- **INSTRUCTIONS FOR THE TASK**:
Output each line of the rows below as a Markdown table with the columns Number and Line, omitting blank lines and leaving the pictures out.

- **DATA**:
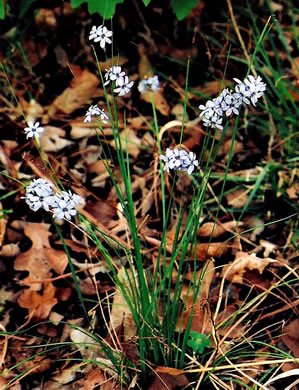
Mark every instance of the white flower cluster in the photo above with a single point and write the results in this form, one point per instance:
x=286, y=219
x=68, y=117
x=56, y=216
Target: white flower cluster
x=122, y=81
x=33, y=130
x=180, y=160
x=248, y=91
x=152, y=83
x=96, y=111
x=100, y=34
x=40, y=194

- **SOLUTION TO THIS PROBLEM**:
| Number | Line |
|---|---|
| 1 | Mark every instance of the white flower cluster in the photo above with a single point and write the results in this form, one point per instance: |
| 2 | x=286, y=219 |
| 3 | x=68, y=117 |
| 4 | x=56, y=216 |
| 5 | Target: white flower cluster |
| 6 | x=122, y=81 |
| 7 | x=33, y=130 |
| 8 | x=180, y=160 |
| 9 | x=248, y=91 |
| 10 | x=152, y=83 |
| 11 | x=96, y=111 |
| 12 | x=100, y=34 |
| 13 | x=40, y=194 |